The problem – Could you carry the piece on the storming of the Tuileries forward, picking up right after its final sentence?

These 10 Brutal Events and People Will Make You See the French Revolution in a New Light

These 10 Brutal Events and People Will Make You See the French Revolution in a New Light

Larry Holzwarth - March 3, 2018

These 10 Brutal Events and People Will Make You See the French Revolution in a New Light
The storming of the Tuileries on August 10, 1792. When the King ordered the Swiss Guards, in red uniforms, to cease resisting they were massacred. WIkimedia

The Storming of the Tuileries

In the summer of 1792 the Legislative Assembly, formed to work towards reforms with the assistance and co-operation of the Monarchy, enacted several decrees which would further weaken the King’s authority. Louis had established cabinets which were largely manned by constitutional monarchists, a conflict with the desires of the majority of the Assembly, and by August the situation was at a crisis. Louis ignored the urging of Lafayette to flee to safety in the Vendee, and when Lafayette himself fled he was arrested. On the night of August 9 mobs began to gather in the streets of Paris, and the National Guard was dispatched to the Tuileries, the King’s palace in Paris.

The Assembly had ordered the disbandment of the King’s Guard as being too aristocratic, but he was still protected by a force of about 900 Swiss Guards mercenaries. The National Guard was ordered to take the palace. They were supported by the sans-culottes of Paris. Louis, reviewing the situation and retaining his lifelong abhorrence of violence, decided to leave the palace and take shelter within the Assembly, which had him wait in another room as they debated the fate of the monarchy, in deference to a law which prohibited debate before the King. As the Assembly argued and Louis and his family waited, the troops of the National Guard stormed the Tuileries.

Despite having no members of the Royal Family present requiring defense, the Swiss Guards stood their ground. The National Guard and the supporting sans-culottes at first stood in a sort of face-off before the Swiss began firing in defense of the palace grounds and buildings. When Louis heard the sounds of firing he sent a note ordering the Swiss to stand down. Upon receipt of the note the Swiss attempted to disengage and withdraw through the palace. In doing so they lost most of their unit cohesiveness and the sans-culottes swarmed over the shrinking groups, slaughtering then whether they resisted or not.

Given material –
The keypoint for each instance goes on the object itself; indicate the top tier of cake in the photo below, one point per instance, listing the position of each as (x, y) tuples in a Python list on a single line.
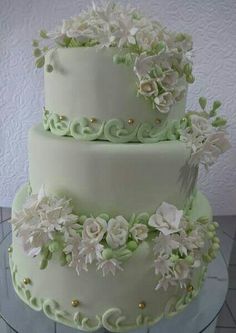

Result –
A group of about five dozen Swiss Guards surrendered to the sans-culottes and were disarmed, escorted to the nearby Town Hall, and executed, most with axes or pikes. Their severed heads were then displayed on pikes through the streets. Of the more than nine hundred man force which attempted to surrender in deference to the orders of the King, about three hundred survived the ministrations of the sans-culottes. Of those, roughly two hundred died from their wounds or during the September Massacres the following month as they lay in the Paris prisons. There is little doubt that had it not been for the order to surrender and the obedience of the Swiss they would have held the palace and the slaughter could have been avoided.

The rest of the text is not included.